La vita di Steve McQueen comincia il 24 marzo 1930, quando nasce a Beech Grove, nello stato dell’Indiana. Dopo una gioventù tormentata, vari mestieri precari e il servizio nel corpo dei Marines, studia recitazione all’Actor’s Studio di New York di Lee Strasberg: impara a gestire la sua fisicità prorompente e supera i problemi di dislessia studiando i copioni. Gli anni di studio gli permetteranno di diventare un ottimo attore e di affiancare alcuni degli interpreti più famosi e importanti della sua generazione, tra cui Paul Newman e Dustin Hoffman.
Dopo un po’ di teatro e qualche apparizione televisiva, fa il suo esordio, non accreditato, in Lassù qualcuno mi ama di Robert Wise. Il primo, grande film in cui appare è il western I magnifici sette, di John Sturges, ispirato ai Sette Samurai di Akira Kurosawa. Nella pellicola interpreta Vin, uno dei pistoleri assoldati da Chris Adams per proteggere il villaggio di Ixcatlan.

Materiale fornito -
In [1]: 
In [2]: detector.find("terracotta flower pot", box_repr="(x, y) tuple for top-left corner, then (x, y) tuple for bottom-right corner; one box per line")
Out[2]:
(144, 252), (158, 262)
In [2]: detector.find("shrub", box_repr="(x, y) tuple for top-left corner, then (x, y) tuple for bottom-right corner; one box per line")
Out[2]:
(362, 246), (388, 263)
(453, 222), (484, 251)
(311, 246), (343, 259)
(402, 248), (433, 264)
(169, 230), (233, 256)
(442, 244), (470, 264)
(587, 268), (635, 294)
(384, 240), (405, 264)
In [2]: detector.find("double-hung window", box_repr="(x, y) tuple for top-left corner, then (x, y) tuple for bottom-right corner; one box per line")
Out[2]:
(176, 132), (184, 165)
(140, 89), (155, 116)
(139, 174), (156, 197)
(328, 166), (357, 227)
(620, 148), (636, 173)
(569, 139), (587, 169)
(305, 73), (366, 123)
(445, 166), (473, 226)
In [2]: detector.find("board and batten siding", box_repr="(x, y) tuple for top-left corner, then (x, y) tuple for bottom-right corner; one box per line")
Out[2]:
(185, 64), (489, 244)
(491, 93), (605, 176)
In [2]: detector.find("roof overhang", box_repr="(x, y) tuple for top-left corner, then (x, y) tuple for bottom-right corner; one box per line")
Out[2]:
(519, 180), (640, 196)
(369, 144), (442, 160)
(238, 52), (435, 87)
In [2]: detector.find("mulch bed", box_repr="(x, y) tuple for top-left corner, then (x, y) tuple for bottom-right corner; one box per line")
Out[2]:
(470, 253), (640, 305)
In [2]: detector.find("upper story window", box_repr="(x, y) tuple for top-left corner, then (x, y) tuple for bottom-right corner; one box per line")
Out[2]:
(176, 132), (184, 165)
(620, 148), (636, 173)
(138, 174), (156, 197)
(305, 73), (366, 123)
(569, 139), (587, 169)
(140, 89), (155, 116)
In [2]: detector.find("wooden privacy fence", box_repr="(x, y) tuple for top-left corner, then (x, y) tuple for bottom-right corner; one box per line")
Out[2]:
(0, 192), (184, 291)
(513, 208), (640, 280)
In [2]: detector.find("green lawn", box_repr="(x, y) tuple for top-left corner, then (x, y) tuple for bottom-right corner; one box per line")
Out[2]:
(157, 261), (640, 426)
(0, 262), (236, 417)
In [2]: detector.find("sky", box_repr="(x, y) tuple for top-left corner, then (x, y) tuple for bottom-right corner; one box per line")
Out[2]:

Consegne -
A. Secondo il brano su Steve McQueen, in quale città è nato l'attore?
B. Nel brano scelto, riscrivi il tratto compreso tra "La vita di Steve" e "e Dustin Hoffman.", estremi inclusi, cambiando "copioni" in "testi".
C. Riassumi in due frasi il brano su Steve McQueen.

Soluzioni -
A. A Beech Grove, nello stato dell'Indiana.

B.
La vita di Steve McQueen comincia il 24 marzo 1930, quando nasce a Beech Grove, nello stato dell’Indiana. Dopo una gioventù tormentata, vari mestieri precari e il servizio nel corpo dei Marines, studia recitazione all’Actor’s Studio di New York di Lee Strasberg: impara a gestire la sua fisicità prorompente e supera i problemi di dislessia studiando i testi. Gli anni di studio gli permetteranno di diventare un ottimo attore e di affiancare alcuni degli interpreti più famosi e importanti della sua generazione, tra cui Paul Newman e Dustin Hoffman.

C. Steve McQueen nasce a Beech Grove, in Indiana, il 24 marzo 1930 e, dopo una gioventù tormentata e il servizio nei Marines, studia recitazione all'Actor's Studio di New York. Dopo l'esordio non accreditato in Lassù qualcuno mi ama, il primo grande film in cui appare è il western I magnifici sette di John Sturges, dove interpreta il pistolero Vin.